* Work task
Tally how many lines in the data below include "fabric", then please reply with only that figure.

———

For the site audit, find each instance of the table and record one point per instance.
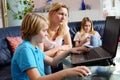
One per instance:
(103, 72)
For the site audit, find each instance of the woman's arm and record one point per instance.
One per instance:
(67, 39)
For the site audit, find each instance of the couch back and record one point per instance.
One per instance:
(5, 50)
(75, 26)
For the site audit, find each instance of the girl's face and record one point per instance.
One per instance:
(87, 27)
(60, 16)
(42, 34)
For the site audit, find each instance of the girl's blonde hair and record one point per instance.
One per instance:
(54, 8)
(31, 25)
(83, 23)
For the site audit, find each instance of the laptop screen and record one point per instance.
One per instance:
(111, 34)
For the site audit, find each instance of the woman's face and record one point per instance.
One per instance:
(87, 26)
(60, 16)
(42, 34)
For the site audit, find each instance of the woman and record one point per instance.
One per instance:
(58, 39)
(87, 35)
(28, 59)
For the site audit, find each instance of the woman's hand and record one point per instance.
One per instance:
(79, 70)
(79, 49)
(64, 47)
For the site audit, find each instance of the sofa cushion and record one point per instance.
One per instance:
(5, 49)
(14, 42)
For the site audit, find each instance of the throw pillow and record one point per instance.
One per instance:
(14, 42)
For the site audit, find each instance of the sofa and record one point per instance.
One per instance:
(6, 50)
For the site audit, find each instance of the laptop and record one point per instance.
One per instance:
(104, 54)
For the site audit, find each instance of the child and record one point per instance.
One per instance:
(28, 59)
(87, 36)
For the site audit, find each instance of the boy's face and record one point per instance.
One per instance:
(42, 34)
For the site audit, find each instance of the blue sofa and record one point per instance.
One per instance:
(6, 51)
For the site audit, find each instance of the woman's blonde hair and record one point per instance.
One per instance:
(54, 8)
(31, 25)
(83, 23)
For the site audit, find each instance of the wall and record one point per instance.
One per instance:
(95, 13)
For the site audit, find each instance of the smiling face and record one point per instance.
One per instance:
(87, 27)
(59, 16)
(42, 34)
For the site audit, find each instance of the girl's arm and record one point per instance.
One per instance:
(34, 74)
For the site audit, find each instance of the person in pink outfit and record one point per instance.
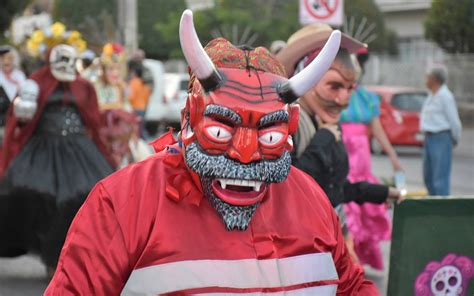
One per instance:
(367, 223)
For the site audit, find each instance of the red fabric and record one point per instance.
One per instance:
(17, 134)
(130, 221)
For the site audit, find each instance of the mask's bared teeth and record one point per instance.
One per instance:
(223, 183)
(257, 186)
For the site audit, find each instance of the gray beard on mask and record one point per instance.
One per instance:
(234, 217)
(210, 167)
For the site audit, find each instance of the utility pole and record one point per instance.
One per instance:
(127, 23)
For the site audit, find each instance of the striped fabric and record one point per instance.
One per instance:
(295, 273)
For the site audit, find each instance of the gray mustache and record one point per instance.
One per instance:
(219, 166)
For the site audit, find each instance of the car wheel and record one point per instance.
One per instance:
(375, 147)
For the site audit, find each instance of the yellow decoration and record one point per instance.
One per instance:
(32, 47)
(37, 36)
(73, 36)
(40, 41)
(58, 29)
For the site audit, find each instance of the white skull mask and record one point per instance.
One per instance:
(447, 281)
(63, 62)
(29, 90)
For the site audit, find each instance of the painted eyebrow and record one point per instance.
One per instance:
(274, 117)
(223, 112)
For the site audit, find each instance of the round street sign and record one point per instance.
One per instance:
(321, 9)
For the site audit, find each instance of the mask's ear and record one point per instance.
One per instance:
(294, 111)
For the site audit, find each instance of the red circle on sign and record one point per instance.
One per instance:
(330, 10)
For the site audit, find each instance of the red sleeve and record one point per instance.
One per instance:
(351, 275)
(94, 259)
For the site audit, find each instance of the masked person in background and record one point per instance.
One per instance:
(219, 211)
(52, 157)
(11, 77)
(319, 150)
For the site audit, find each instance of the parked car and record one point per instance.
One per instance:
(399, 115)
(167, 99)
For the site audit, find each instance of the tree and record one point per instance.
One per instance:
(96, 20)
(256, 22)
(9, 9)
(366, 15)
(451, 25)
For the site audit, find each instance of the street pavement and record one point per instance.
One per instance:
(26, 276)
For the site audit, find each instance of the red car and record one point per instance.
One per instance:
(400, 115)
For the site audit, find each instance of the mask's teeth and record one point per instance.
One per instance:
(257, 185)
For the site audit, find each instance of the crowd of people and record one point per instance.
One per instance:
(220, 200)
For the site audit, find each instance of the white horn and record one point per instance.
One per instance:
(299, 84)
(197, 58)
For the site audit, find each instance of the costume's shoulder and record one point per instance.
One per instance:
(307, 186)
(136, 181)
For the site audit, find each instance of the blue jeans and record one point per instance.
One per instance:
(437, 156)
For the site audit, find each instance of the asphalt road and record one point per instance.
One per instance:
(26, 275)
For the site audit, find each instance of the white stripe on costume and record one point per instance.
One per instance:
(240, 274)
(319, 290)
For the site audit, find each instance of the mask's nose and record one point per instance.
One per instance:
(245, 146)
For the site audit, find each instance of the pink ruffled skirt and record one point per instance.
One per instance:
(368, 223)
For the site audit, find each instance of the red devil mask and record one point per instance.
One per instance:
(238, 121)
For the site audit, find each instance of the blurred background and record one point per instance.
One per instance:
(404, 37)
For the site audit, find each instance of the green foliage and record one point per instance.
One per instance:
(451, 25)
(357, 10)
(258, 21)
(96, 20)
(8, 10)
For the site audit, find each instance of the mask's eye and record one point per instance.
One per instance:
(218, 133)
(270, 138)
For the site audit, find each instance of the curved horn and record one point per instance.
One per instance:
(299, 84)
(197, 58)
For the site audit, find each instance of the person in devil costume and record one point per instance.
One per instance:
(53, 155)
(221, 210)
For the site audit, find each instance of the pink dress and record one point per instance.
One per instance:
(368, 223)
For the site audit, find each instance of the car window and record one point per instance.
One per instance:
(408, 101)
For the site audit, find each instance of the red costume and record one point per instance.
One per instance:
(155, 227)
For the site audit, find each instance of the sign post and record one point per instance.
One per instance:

———

* Result of the exercise
2